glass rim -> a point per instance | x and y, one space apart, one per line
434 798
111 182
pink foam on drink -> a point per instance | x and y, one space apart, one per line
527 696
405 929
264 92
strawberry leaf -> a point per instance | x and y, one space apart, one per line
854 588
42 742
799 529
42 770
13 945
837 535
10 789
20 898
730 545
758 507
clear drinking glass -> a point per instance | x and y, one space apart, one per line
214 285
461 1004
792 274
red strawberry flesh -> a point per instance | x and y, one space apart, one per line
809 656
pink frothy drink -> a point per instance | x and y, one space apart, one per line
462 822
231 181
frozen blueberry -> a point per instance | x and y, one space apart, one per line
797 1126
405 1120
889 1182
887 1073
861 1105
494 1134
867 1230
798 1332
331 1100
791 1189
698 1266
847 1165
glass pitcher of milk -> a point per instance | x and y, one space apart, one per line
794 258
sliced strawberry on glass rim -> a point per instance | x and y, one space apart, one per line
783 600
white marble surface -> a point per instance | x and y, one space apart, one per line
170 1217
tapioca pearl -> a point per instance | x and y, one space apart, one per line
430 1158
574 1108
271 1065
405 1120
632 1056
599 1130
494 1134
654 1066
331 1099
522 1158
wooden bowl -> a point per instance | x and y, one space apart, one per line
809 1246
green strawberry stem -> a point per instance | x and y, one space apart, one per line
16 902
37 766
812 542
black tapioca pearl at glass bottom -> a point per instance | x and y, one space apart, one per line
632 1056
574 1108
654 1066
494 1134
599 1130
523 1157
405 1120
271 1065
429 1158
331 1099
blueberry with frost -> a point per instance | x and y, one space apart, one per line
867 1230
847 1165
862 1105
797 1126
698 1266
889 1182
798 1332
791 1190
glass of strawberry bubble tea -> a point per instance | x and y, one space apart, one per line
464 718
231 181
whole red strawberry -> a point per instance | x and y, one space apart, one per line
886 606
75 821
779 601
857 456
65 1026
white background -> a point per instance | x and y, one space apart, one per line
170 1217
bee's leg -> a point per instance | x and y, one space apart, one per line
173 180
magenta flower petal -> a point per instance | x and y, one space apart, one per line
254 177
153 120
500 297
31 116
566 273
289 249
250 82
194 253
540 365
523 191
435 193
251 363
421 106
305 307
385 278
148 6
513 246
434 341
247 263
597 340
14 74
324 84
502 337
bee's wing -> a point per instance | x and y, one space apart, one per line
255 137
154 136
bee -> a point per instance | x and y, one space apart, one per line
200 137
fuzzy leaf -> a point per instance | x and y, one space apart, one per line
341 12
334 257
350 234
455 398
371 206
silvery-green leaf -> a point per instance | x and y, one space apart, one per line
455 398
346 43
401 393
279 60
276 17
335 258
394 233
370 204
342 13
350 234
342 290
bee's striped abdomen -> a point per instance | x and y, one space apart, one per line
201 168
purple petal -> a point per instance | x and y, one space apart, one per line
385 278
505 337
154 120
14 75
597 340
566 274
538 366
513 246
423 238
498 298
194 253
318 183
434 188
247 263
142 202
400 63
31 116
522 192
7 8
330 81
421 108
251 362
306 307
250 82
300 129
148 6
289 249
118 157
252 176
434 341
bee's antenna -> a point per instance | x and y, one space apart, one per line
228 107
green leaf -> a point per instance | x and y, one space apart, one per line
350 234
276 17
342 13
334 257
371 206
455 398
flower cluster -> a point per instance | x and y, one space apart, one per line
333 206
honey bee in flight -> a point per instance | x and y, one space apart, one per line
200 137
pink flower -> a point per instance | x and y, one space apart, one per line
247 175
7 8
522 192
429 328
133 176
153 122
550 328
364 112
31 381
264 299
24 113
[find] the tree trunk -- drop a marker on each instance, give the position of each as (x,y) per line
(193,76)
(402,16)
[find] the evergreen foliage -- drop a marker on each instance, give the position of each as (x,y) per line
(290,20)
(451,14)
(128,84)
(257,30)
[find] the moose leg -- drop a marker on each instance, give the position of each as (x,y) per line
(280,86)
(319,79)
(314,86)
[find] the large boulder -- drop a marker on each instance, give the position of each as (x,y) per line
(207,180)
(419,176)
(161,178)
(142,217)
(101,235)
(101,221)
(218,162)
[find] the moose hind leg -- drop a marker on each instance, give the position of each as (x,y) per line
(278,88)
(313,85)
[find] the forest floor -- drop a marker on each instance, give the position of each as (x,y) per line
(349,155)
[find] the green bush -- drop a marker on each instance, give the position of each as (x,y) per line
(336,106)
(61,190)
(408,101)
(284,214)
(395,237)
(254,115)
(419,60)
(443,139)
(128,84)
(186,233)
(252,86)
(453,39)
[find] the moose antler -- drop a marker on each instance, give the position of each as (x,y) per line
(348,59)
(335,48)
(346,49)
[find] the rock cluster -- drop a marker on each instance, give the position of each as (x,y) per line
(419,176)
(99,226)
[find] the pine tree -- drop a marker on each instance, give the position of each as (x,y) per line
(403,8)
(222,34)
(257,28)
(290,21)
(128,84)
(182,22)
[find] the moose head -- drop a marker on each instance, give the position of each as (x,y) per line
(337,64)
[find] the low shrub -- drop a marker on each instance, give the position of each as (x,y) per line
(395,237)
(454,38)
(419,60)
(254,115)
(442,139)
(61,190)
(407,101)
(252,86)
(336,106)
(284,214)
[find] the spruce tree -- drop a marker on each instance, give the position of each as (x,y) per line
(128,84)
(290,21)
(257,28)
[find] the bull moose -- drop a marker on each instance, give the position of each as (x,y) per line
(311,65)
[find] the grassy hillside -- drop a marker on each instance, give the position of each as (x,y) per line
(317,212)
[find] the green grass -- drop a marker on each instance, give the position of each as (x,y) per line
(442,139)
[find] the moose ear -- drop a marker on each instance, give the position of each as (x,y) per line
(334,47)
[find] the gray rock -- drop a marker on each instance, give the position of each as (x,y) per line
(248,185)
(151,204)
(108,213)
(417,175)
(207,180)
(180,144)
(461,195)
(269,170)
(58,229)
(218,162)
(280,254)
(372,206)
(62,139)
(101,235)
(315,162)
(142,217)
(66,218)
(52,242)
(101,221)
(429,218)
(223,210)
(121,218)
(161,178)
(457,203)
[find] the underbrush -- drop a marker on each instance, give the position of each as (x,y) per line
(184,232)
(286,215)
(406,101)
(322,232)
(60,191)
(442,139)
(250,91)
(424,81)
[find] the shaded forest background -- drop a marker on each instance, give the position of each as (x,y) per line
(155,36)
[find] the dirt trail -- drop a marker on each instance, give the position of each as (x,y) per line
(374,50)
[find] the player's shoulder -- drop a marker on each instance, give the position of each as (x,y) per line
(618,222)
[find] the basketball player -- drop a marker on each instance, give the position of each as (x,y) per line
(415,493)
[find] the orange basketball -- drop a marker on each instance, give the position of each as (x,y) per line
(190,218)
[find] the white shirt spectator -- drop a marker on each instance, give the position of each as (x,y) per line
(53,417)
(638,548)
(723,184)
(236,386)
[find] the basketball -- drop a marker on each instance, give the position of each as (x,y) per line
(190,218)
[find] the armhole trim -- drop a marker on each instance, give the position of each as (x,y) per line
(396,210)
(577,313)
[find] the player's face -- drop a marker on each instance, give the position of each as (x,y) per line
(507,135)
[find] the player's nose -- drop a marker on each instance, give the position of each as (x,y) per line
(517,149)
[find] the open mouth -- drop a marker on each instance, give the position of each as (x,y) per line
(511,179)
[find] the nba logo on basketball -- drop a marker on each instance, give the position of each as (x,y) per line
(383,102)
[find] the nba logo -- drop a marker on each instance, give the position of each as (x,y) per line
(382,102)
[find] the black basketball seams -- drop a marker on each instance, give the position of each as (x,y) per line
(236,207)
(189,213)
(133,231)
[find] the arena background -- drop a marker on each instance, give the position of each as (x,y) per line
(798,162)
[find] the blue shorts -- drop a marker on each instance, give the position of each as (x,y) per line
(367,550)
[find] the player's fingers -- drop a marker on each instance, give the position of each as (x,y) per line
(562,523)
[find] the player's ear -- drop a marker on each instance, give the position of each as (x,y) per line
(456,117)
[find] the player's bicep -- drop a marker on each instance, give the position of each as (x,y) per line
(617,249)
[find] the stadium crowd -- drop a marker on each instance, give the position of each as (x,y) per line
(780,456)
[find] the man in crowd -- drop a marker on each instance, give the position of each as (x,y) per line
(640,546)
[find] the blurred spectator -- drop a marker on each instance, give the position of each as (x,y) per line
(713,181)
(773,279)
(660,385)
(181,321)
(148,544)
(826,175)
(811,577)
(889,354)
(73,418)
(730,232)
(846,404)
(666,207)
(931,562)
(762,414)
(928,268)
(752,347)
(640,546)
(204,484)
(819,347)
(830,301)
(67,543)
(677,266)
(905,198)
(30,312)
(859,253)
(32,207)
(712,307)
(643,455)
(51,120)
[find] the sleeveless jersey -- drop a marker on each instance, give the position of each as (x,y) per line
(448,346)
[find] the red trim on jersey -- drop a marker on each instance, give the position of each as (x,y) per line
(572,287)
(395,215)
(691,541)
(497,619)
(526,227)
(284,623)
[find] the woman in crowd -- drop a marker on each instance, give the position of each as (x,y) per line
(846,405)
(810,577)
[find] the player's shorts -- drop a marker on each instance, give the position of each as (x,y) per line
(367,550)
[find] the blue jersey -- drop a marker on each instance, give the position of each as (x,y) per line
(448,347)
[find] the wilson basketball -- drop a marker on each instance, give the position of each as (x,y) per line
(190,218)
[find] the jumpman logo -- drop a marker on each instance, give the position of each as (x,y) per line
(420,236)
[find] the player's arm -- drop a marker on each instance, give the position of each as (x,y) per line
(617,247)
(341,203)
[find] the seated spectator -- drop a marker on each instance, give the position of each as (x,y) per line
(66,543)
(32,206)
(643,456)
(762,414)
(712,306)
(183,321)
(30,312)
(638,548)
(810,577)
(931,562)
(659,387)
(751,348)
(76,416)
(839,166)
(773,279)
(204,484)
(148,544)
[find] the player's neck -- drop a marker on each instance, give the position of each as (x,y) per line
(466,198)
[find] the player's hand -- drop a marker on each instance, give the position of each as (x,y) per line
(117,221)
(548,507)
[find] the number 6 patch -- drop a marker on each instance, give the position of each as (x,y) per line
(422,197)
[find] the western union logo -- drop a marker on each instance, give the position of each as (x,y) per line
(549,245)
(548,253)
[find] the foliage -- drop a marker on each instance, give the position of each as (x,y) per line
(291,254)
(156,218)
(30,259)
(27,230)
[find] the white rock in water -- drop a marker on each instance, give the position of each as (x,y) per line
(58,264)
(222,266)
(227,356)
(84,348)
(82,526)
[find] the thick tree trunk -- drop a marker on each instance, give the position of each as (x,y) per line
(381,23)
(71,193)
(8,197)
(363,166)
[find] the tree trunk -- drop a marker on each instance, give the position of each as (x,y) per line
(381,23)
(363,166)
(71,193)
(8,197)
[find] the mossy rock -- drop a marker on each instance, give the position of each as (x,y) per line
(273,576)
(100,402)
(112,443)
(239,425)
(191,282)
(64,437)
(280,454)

···

### What you need to do
Lines are to be repeated exactly from the one that contains "[find] the jumpman" through the last line of the listing, with both ends kept and no others added.

### Response below
[find] the jumpman logo -- drop a marker on each instance, give the position of each as (x,y) per line
(420,236)
[find] the player's arm -- drop a marker on each instance, give the position of each as (x,y) per line
(617,247)
(341,203)
[find] the seated spectator -- drop a marker on each instance, give the position of each as (x,y) per line
(66,543)
(32,206)
(643,456)
(762,414)
(712,306)
(183,321)
(30,312)
(638,548)
(810,577)
(931,562)
(659,387)
(751,348)
(76,416)
(839,166)
(773,279)
(204,484)
(148,544)
[find] the player's neck -- drop a marker on each instance, give the position of each as (x,y) per line
(466,198)
[find] the player's hand -- drop a marker on each instance, give the position of each as (x,y) per line
(117,221)
(548,507)
[find] the number 6 patch -- drop a marker on each instance, give the position of each as (x,y) per line
(422,197)
[find] the western union logo -- drop a marker on each instance, give the position of each as (x,y) per line
(549,245)
(548,253)
[find] the foliage -- drop a marker on each instance, give the position of each as (x,y) per line
(291,254)
(156,218)
(30,259)
(27,230)
[find] the white rock in water -- drop a marker on each instance, give the position of each as (x,y) per line
(58,264)
(222,266)
(227,356)
(84,348)
(82,526)
[find] the thick tree trunk -- drop a marker on each instance, give the position of each as (x,y) per line
(381,23)
(71,193)
(8,197)
(363,166)
[find] the tree trunk -- drop a marker on each instance, give the position of each as (x,y) per line
(381,23)
(363,166)
(71,193)
(8,197)
[find] the mossy rock -- drop a marker on each instance, give the position of each as (x,y) per line
(273,576)
(100,402)
(112,443)
(239,425)
(191,282)
(64,437)
(280,454)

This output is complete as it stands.